TEXT SEGMENT |
+-------+

I didn't touch anything called that, so if it was on by default, then yes.
I just looked through 'make menuconfig', and I can't seem to find such an option. The closest I could find was 'Debug preemptible kernel', which was turned on.
There is a patch you can get for X.Org for a synaptics touchpad that is meant to fix the problem but I haven't been able to get it to work as of yet. (I assume it's a synaptics touchpad, that's what I have with the identical problem. It's too sensitive, even unusable.)
Distribution: Slackware 9.1 but FUBAR with packages I compile myself, and OpenBSD (not exactly a distro) on QEMU
Posts: 153
Rep:
Well, the touchpad on my ECS A901 is detected as a Synaptics touchpad, and my USB mouse behaved exactly like the touchpad, except that every tap on the touchpad is detected as a double-tap.
Note that by "exactly like the touchpad" I mean that both the mouse and the touchpad are jerky; the smallest distance the pointer can move is 2 pixels, and if I reboot from a 2.6.x (where x is 5, 9, 10, 11, 11.8 so I think it should cover all 2.6 kernels) kernel to my trusty old 2.4.30 kernel (well, maybe not so old), the touchpad can't be used to click on something; tapping on it doesn't work.
Since both the mouse and the touchpad doesn't work correctly, is this just a configuration problem?
Yea, this is a big problem on laptops and the 2.6 branch. Like the prick that I am, I let loose on bugzilla to the developer of the touchpad changes within the kernel... I feel bad about it, but if it aint broke, don't fix it.... One of my other gripes was that tapping was disabled as well. Touchpads went from working great on 2.4 to being total crap on 2.6.... It seems tapping is enabled in the kernel again (possiblly 'legacy psaux' or some such thing) but it's still jerky as you mentioned.
I've tried the synaptics driver but I don't like it at all. Too hard to configure and it still seemed to be screwy. There is supposed to be a kernel option you can append to your bootloader that reverts to the "old and outdated" way of handling, but I've never been able to get that to work. The only thing that I found to do, is (within Gnome mouse prefrences) to lower the sensitivity of the mouse... I'm sure there is a way to do it in KDE as well, but what if you use fluxbox or some other WM?

+-------+

DATA SECTION |
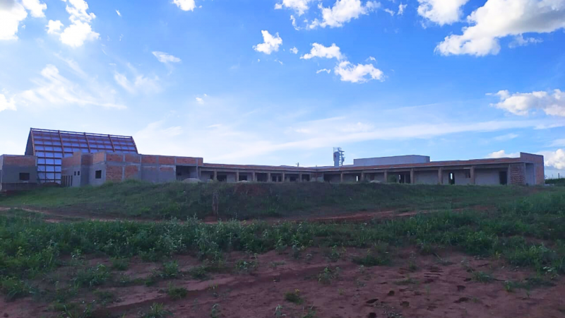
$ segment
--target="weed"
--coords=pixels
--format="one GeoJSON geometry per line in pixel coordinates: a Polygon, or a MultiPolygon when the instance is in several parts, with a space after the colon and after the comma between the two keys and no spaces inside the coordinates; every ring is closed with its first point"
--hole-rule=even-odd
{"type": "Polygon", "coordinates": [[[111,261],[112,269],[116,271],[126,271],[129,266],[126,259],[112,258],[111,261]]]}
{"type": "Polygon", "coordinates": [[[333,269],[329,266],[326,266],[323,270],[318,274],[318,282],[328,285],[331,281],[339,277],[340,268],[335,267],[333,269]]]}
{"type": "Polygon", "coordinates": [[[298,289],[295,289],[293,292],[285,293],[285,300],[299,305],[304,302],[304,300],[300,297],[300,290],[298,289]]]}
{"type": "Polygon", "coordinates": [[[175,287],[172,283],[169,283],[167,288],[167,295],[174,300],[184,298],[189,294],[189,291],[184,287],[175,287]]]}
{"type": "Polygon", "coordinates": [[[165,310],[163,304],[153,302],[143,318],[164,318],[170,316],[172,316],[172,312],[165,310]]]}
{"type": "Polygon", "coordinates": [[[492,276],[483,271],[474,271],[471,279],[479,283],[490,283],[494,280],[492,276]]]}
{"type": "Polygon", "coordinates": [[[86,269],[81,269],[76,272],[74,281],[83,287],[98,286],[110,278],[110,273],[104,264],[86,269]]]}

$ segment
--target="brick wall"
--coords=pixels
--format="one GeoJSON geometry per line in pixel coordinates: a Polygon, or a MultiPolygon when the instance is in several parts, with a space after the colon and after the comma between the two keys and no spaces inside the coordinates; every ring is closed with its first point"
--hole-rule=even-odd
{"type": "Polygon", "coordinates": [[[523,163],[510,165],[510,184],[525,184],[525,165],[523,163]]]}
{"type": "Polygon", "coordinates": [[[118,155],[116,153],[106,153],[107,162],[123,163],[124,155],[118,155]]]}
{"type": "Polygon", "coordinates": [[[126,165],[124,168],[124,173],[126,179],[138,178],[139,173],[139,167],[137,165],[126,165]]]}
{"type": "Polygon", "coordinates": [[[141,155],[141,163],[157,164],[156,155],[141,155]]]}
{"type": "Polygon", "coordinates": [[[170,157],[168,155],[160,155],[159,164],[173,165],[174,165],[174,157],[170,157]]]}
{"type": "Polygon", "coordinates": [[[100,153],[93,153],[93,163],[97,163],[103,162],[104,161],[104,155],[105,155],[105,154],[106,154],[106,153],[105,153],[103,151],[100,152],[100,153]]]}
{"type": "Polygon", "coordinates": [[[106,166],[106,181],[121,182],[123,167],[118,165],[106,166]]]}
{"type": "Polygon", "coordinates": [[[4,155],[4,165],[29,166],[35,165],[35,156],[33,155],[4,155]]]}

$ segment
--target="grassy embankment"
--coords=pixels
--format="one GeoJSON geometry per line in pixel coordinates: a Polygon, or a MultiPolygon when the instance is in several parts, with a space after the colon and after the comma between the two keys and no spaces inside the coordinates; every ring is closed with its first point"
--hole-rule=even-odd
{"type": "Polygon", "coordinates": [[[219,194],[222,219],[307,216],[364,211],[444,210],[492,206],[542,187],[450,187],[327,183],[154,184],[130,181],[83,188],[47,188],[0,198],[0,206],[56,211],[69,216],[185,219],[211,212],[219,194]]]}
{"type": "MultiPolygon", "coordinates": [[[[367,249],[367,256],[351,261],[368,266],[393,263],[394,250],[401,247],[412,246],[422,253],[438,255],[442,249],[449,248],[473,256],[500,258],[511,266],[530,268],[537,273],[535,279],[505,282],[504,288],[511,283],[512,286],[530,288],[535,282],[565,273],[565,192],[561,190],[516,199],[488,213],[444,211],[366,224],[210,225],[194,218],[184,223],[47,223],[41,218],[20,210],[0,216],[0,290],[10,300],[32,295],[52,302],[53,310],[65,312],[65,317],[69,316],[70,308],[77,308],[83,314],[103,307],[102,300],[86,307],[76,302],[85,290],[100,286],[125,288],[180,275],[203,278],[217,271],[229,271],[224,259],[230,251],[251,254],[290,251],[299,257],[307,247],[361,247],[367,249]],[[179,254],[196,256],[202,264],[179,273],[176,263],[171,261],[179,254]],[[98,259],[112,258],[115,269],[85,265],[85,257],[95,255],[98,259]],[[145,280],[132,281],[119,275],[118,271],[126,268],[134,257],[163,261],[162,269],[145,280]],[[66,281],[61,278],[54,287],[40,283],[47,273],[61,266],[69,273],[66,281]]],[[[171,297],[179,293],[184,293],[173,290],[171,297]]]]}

+-------+

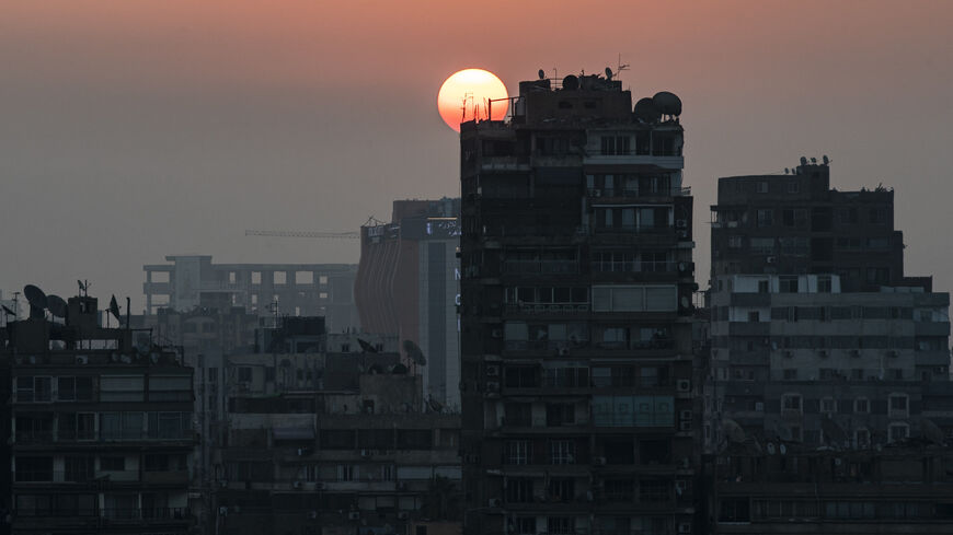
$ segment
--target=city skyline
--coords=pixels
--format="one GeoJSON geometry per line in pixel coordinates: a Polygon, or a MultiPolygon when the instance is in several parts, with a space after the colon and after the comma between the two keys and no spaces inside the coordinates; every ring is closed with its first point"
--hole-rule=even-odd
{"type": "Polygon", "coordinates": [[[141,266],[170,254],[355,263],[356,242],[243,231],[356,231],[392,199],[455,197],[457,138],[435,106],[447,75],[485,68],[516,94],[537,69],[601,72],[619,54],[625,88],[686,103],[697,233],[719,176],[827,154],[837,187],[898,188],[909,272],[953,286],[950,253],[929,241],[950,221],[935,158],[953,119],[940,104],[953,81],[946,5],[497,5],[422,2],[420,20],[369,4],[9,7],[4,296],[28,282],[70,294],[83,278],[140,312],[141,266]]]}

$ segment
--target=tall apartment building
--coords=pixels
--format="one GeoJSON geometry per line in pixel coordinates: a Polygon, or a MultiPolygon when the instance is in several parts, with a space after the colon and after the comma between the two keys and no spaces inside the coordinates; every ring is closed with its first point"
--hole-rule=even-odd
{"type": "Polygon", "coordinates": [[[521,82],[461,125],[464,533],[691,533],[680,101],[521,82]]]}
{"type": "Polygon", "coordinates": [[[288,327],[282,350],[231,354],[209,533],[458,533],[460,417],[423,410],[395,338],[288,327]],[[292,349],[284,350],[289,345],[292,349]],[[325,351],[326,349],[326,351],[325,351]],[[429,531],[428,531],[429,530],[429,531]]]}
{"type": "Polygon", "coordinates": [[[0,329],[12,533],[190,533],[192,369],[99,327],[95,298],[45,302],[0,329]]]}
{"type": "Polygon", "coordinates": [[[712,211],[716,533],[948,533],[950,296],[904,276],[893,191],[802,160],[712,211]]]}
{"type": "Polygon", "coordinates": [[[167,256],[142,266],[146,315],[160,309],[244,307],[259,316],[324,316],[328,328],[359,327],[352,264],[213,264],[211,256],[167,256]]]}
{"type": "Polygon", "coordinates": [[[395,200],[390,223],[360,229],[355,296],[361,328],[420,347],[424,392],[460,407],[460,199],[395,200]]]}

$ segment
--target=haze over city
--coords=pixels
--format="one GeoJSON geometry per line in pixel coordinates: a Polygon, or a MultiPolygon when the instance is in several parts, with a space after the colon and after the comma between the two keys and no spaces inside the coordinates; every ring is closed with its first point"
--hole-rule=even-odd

+-------+

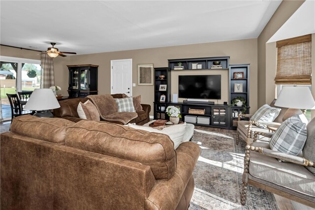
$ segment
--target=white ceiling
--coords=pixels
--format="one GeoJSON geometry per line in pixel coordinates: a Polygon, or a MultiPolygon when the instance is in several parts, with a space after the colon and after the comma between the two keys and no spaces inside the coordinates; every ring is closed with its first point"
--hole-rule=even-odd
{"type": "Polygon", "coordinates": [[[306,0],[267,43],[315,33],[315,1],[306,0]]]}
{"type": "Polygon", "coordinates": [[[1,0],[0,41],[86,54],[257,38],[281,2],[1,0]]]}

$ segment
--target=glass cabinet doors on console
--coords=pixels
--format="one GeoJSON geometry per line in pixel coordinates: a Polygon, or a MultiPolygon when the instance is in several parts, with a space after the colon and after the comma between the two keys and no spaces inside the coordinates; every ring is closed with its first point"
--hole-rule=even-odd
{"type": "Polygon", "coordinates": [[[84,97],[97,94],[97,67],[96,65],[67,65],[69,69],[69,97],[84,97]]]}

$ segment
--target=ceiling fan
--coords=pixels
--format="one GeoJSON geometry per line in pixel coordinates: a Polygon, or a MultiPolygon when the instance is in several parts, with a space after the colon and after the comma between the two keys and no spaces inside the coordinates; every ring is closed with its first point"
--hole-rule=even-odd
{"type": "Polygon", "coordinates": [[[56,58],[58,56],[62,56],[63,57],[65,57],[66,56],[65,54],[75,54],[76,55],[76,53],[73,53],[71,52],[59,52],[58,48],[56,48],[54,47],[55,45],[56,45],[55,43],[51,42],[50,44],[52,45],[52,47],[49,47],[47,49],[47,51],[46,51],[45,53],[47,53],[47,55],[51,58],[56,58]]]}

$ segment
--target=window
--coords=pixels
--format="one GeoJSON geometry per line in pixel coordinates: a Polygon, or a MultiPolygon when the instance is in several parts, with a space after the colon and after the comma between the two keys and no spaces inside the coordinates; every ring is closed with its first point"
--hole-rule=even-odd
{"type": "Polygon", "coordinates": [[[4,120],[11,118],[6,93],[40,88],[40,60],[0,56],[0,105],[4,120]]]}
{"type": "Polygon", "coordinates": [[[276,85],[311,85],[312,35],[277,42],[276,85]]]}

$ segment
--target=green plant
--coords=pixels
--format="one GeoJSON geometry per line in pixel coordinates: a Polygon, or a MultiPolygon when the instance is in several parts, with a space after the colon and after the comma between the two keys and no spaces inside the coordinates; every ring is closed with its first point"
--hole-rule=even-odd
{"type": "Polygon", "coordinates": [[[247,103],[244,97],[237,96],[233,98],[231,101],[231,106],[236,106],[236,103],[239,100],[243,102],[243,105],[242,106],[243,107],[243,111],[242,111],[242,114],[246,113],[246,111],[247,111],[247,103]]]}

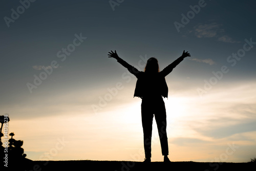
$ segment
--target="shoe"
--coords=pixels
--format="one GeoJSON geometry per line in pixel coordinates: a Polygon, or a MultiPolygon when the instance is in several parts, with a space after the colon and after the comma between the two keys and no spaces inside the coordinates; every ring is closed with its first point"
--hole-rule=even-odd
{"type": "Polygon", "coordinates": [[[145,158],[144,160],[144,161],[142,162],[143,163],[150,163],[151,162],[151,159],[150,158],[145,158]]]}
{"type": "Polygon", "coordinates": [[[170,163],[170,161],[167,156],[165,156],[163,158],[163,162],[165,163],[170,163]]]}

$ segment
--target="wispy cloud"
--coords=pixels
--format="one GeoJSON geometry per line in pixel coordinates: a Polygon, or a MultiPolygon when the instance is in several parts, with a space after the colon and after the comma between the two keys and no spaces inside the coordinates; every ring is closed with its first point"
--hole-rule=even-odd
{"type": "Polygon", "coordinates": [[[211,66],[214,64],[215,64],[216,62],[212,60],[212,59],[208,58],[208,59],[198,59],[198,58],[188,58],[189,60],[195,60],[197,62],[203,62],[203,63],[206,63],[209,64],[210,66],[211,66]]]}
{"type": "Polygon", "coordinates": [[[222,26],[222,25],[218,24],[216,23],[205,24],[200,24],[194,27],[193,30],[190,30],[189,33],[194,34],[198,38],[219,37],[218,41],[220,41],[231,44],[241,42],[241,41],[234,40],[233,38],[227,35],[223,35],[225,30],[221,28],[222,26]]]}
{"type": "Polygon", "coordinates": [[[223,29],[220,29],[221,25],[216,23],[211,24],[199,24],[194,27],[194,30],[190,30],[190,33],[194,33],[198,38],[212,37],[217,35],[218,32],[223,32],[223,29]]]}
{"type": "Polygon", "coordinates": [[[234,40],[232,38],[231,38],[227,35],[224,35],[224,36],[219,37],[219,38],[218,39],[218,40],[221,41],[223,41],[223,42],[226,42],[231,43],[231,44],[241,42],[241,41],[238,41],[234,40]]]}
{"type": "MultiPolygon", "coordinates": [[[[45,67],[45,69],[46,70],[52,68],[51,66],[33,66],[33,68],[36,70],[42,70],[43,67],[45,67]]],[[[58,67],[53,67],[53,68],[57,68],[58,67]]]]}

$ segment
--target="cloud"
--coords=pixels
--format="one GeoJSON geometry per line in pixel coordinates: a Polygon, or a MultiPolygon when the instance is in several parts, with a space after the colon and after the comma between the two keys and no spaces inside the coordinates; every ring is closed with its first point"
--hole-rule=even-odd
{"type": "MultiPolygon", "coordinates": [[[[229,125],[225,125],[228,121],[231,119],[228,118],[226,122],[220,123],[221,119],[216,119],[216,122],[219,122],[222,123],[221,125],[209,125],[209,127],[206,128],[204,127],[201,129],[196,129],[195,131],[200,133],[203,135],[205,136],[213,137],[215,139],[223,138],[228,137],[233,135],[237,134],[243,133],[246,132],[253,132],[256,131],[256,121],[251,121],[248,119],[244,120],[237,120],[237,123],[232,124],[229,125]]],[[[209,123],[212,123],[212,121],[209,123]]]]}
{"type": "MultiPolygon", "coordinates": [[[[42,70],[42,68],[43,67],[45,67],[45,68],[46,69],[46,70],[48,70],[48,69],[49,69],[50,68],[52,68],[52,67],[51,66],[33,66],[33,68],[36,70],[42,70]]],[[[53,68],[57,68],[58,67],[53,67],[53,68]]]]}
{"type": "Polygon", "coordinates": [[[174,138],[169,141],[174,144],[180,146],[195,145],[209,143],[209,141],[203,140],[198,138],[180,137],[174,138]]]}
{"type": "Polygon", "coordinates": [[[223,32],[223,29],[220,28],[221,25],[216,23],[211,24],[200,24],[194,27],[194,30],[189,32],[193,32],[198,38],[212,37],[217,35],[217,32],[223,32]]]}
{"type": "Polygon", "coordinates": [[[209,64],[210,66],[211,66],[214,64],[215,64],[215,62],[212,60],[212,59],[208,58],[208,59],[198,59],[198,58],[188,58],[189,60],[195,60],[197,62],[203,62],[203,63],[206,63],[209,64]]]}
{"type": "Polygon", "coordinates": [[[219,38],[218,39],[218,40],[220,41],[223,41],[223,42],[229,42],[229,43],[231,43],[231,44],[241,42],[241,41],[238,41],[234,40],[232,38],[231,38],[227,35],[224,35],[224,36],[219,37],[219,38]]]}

+-------+

WORK INSTRUCTIONS | Copy word for word the passage of the touchpad discussion from "Distribution: Slackware 9.1" to "a configuration problem?".

THE ANSWER |
Distribution: Slackware 9.1 but FUBAR with packages I compile myself, and OpenBSD (not exactly a distro) on QEMU
Posts: 153
Rep:
Well, the touchpad on my ECS A901 is detected as a Synaptics touchpad, and my USB mouse behaved exactly like the touchpad, except that every tap on the touchpad is detected as a double-tap.
Note that by "exactly like the touchpad" I mean that both the mouse and the touchpad are jerky; the smallest distance the pointer can move is 2 pixels, and if I reboot from a 2.6.x (where x is 5, 9, 10, 11, 11.8 so I think it should cover all 2.6 kernels) kernel to my trusty old 2.4.30 kernel (well, maybe not so old), the touchpad can't be used to click on something; tapping on it doesn't work.
Since both the mouse and the touchpad doesn't work correctly, is this just a configuration problem?